Converge

No Heroes

Written by: PP on 03/11/2006 14:07:10

The first five tracks of "No Heroes" are not just a punch in the face that knocks you unconscious. While you are lying down, it kicks you in the face, rents a 5-tonne truck and drives over you, reverses, repeats, and finishes the touch with some artillery shells and a nuclear bomb to be 100% sure you vanish from the planet. Converge has done it again, the heaviest album of the year - maybe even the decade - and its relentlessness is contested by nobody. In a time where hardcore bands are flourishing like flowers in the spring, Converge's new album is timely and sends out a statement: "OK kids, playtime is over, it's bedtime", threatening to ground anyone who resists.

The furiosity of "No Heroes" is indescribable. The first five tracks clock in just five minutes with the bands indeciphrable vocalist Jacob Bannon's vocalists assaulting you like a sharp kitchen knife second after second giving you absolutely no space to breathe whatsoever. Punch after punch, intricate complexities within the fantastic guitars hammer their way through your consciousness, not showing off more than giving a statement of the pure genius the band's guitarist Kurt Ballou possesses. But that, we of course knew long time ago, as throughout the last two decades classics such as "Petitioning The Empty Sky", "Jane Doe" and "You Fail Me" have influenced the entire spectrum of both underground and mainstream music scenes around the world.

But to go back to the first five tracks, it is impossible to explain the ultimate destruction they contain in words, one must simply listen and bow your head in respect in front of your new (old) masters. And then, suddenly, as if the band wanted to take the piss on people, they bring in a nine-minute progressive epos "Grimm Heart / Black Rose", preceded by the hypnotic downtuned riffs of "Plagues". All the furiosity is gone in an instant and replaced with epic soundscapes and ghastly clean vocals, surrounded by chord progressions any of today's experimentalist bands would be proud of. Then, as soon as the track ends, "Orphaned" picks up the frenzied madness again, pushing Jacob's desperation-filled screams through your nostrils whether you want it or not. The track, together with "Bare My Teeth", works as a display of the incredible instrumental talent the band possesses. Their riff-structures are so original and innovative that they make The Dillinger Escape Plan's "Miss Machine"'s 'math metal' sound unprecise. Especially "Bare My Teeth" brings this forth - Jacob's unrhythmic barks and growls are supported by some of the most aggressively unmelodic guitars - yet the portray the kind of secret melody this kind of music shouldn't posses, and when it all melds down into a chaotic crescendo half-way through the song you can't help but be impressed as fuck.

● **WORK INSTRUCTIONS**: Say whether each statement agrees with the review of "No Heroes" above: 1. The review describes "Grimm Heart / Black Rose" as a nine-minute track. 2. The review names Jacob Bannon as the band's guitarist. 3. In the review, "Plagues" comes after "Grimm Heart / Black Rose". Answer yes or no for each, quoting the deciding words of the review.

● **DATASET EXCERPT**:
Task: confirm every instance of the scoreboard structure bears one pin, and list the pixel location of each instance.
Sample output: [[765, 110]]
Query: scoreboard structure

● **CORRECT RESPONSE**:
1. Yes: "they bring in a nine-minute progressive epos "Grimm Heart / Black Rose""
2. No: "the band's guitarist Kurt Ballou"
3. No: "preceded by the hypnotic downtuned riffs of "Plagues""